Senin, 26 Maret 2012

makalah kawasan pesisir dan kelautan di kab. karimun


MAKALAH  KAWASAN  2011

DENGAN JUDUL :
SISTEM PENGELOLAAN KAWASAN PESISIR DAN KELAUTAN
SECARA TERPADU DAN BERKELANJUTAN 
DI KABUPATEN KARIMUN



Logo Karimun Warna.jpg
OLEH:  SUPRIHATIN, SPd
NIP :  19770612 200502 2006





DINAS PENDIDIKAN KABUPATEN KARIMUN
SMA NEGERI 3 KARIMUN
KABUPATEN KARIMUN
29 SEPTEMBER 2011



Daftar isi
I.                                          Pendahuluan.……………………………………….……1
1.    Wilayah ……………………………...................1
2.    Tujuan.……………………………...…………..2
II.                                       Konsep pandangan ……………………………………...3
III.                                   Konsep pengelolaan.……………………….....................6
A.    Strategi pengelolaan terpadu ………………... 6
B.     Strategi pengelolaan berkelanjutan ………….7
IV.                                   Penutup …………………………………..…………... 9
Daftar pustaka



















Makalah kawasan pesisir dan kelautan
Tgl. 29 September 2011 di tg. Balai karimun
Untuk guru-guru IPS




Sistem Pengelolaan Kawasan Pesisir Dan Kelautan
 Secara Terpadu Dan Berkelanjutan
Di Kabupaten Karimun

I.     PENDAHULUAN

1.      Wilayah
Indonesia adalah sebuah Negara kepulauan yang memiliki beribu-ribu pulau dan sedikit daratan. Dengan daerah yang banyak maka oleh sebab itu pemerintah memberikan hak otonomi yang kita kenal otonomi daerah. Karimun mulai mengemabangkan sayapnya untuk menjadi sebuah kabupaten yaitu kabupaten karimun, semula sebuah kecamatan yang kecil sekarang sudah menjadi sebuah kabupaten baru yang cukup dikenal dengan SDA (sumber daya alamnya). Kabupaten Karimun dibentuk berdasarkan Undang-undang nomor 53 tahun 1999. Pada awal terbentuknya wilayah Kabupaten karimun terdiri dari tiga kecamatan yakni Kecamatan Karimun, Moro dan Kundur. Selanjutnya berdasarkan Peraturan Daerah Kabupaten Karimun nomor 16 tahun 2001, maka wilayah Kabupaten karimun dimekarkan menjadi 8 kecamatan, dan akhirnya berdasarkan Peraturan Daerah Kabupaten Karimun nomor 10 tahun 2004 dimekarkan lagi menjadi 9 kecamatan yaitu Kecamatan Karimun, Meral, Tebing, Kundur Kota, Kundur Utara, Kundur Barat, Durai, Moro dan Buru.

> [Cuplikan data]
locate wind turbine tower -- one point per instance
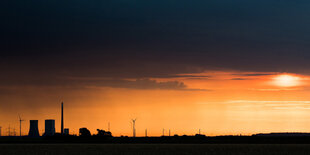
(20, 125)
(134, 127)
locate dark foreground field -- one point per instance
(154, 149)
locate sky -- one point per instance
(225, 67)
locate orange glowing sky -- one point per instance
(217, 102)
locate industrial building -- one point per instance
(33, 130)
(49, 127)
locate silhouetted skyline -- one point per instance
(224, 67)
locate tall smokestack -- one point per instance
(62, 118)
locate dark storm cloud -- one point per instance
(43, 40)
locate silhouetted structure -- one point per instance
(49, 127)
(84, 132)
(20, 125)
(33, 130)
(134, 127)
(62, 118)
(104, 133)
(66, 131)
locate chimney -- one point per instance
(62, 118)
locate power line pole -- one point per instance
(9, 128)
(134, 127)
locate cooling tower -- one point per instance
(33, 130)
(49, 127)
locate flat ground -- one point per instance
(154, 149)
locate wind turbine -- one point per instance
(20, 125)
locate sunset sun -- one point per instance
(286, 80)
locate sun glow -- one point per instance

==

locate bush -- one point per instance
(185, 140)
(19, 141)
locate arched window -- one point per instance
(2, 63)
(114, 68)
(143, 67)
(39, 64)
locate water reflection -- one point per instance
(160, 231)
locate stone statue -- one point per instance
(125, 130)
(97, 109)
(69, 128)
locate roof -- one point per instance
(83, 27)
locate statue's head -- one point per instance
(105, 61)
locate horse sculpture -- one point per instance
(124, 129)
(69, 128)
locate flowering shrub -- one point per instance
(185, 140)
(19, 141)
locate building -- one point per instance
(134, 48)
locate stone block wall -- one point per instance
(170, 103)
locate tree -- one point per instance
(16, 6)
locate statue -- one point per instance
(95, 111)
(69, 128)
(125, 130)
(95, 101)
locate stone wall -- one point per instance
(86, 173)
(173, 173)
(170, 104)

--

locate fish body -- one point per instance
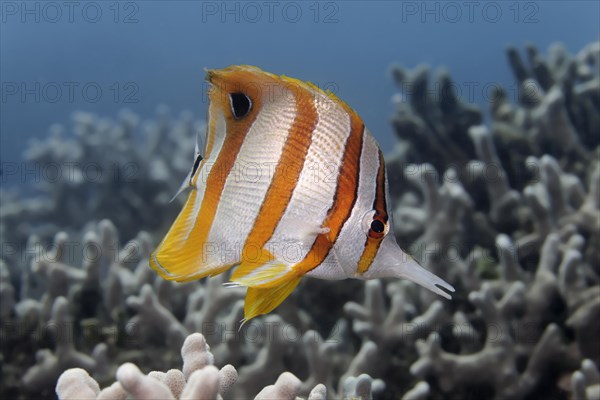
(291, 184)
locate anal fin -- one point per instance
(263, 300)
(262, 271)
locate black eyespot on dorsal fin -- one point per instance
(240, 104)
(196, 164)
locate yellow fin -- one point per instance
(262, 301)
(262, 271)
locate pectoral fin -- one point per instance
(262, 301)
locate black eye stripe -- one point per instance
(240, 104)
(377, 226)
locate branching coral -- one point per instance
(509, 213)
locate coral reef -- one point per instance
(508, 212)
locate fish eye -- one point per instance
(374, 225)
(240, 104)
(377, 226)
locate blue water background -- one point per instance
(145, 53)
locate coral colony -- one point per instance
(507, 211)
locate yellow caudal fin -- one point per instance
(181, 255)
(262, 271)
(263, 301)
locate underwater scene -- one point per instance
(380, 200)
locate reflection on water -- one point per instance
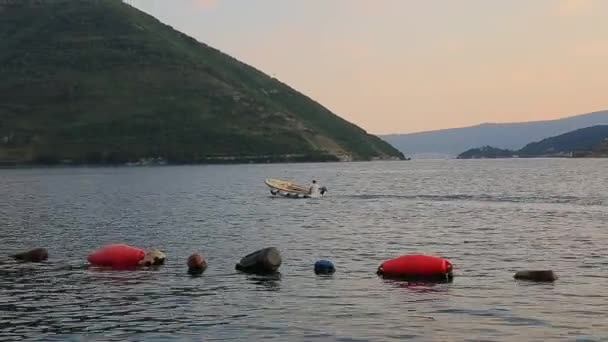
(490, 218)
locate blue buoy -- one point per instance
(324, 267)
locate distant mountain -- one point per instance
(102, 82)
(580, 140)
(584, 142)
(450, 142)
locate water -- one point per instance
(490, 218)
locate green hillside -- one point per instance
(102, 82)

> [Tugas yang diberikan 1] Ringkaslah teks sumber tentang pengelolaan pesisir di Kabupaten Karimun dalam dua kalimat.
> [Tugas yang diberikan 2] Teruskan teks sumber tentang pengelolaan pesisir di Kabupaten Karimun mulai dari kalimat terakhirnya.

> [Jawaban yang benar 1] Makalah karya Suprihatin, SPd dari SMA Negeri 3 Karimun, bertanggal 29 September 2011, membahas sistem pengelolaan kawasan pesisir dan kelautan secara terpadu dan berkelanjutan di Kabupaten Karimun. Pendahuluannya menjelaskan bahwa kabupaten ini dibentuk berdasarkan Undang-undang nomor 53 tahun 1999 dengan tiga kecamatan, lalu dimekarkan menjadi 8 kecamatan pada 2001 dan menjadi 9 kecamatan pada 2004.

> [Jawaban yang benar 2]
Memang wilayah karimun tidaklah besar tetapi banyak hal yang membuat para pendatang baik dari dalam negeri maupun luar negeri untuk mendatangi pulau kecil ini. Berdasarrkan luasan wilayah Kabupaten Karimun merupakan Daerah kepulauan yang mempunyai luas 7.984 kilometer persegi yang terdiri dari wilayah daratan seluas 1.524 kilometer persegi dan wilayah perairan seluas 6.460 kilometer persegi. Secara astronomis terletak antara 0 derjat 35 detik lintang utara sampai dengan 1 derjat 10 detik Lingtang Utara dan 1103 derjat 30 detik Bujur Timur sampai dengan 104 derjat Bujur Timur .
Kabupaten Karimun Berbatasan Langsung Dengan;
-  Sebelah Utara             : Selat Malaka dan Singapura
-  Sebelah Selatan          :  Kecamatan Kateman Kabupaten Indragiri Hilir
-  Sebelah Barat             :  Kecamatan Rangsang, Kabupaten Bengkalis dan
Kecamatan  Kuala  Kampar, Kabupaten Pelalawan.
-  Sebelah Timur            :  Kota Batam dan Kepulauan Riau.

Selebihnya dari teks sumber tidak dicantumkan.